**Records for this task:**
+++
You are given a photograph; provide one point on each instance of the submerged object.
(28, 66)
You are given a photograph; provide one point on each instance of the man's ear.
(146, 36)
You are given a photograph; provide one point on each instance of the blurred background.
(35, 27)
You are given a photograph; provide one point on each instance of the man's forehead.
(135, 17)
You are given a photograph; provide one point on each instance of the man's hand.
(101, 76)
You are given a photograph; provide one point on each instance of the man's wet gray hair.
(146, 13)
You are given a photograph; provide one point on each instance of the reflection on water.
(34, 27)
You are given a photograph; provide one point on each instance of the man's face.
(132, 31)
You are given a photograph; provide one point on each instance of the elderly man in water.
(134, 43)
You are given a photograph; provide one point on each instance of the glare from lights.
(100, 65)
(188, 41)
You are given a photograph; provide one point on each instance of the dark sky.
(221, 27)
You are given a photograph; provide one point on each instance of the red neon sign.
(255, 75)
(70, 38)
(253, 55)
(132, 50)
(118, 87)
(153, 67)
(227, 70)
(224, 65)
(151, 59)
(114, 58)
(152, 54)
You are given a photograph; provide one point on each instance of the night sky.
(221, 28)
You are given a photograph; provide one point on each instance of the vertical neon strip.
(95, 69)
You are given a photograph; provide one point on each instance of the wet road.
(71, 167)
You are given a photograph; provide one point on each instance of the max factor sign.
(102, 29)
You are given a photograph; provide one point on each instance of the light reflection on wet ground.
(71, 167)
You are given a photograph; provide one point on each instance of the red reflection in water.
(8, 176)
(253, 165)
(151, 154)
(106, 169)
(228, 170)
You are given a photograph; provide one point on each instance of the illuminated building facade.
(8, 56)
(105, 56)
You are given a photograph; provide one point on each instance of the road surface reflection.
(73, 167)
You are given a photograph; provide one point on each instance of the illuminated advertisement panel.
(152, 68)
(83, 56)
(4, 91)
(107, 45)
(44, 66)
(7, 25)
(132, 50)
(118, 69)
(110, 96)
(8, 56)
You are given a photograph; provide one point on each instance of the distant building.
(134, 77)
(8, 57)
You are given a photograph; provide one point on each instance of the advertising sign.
+++
**Set task:** Reproduce the entire listing above verbatim, line for line, from its first line through its last.

**Task answer:**
You are given a photograph; provide one point on each instance of the submerged object.
(28, 66)
You are given a photograph; provide one point on each instance of the man's ear.
(146, 36)
You are given a photograph; provide one point on each instance of the blurred background.
(35, 27)
You are given a photograph; provide one point on each instance of the man's forehead.
(135, 17)
You are given a photograph; provide one point on each instance of the man's hand.
(101, 76)
You are given a photograph; provide one point on each instance of the man's wet gray hair.
(146, 13)
You are given a photograph; provide one point on each instance of the reflection on water.
(34, 27)
You are given a photograph; provide one point on each instance of the man's face.
(132, 31)
You are given a photograph; provide one point on each instance of the elderly man in water.
(134, 43)
You are given a photograph; provide one point on each instance of the glare from lights.
(100, 65)
(188, 41)
You are given a photograph; provide one point on each instance of the dark sky.
(221, 27)
You are given a photograph; provide one point on each instance of the red neon sign.
(255, 75)
(70, 38)
(253, 55)
(132, 50)
(118, 87)
(153, 67)
(227, 70)
(224, 65)
(151, 59)
(114, 58)
(152, 54)
You are given a photograph; provide one point on each instance of the night sky.
(221, 28)
You are given a photograph; provide one point on each instance of the vertical neon strip.
(95, 69)
You are given a photograph; provide one point on each instance of the wet road.
(71, 167)
You are given a photograph; provide one point on each instance of the max factor sign.
(102, 29)
You are given a photograph; provide one point on each instance of the light reflection on wet ground.
(71, 167)
You are given a photograph; provide one point on each instance of the red reflection in water.
(8, 176)
(253, 165)
(151, 154)
(106, 169)
(228, 170)
You are given a photograph; provide one point on each instance of the illuminated building facade.
(8, 56)
(105, 56)
You are given a photograph; provide one point on each instance of the road surface reflection.
(73, 167)
You are given a photograph; provide one point on each instance of the illuminated advertisement panel.
(152, 68)
(83, 56)
(4, 91)
(107, 45)
(44, 66)
(7, 25)
(132, 50)
(118, 69)
(110, 96)
(8, 56)
You are given a photograph; provide one point on each instance of the distant building.
(134, 77)
(8, 57)
You are given a photograph; provide one point on each instance of the advertising sign.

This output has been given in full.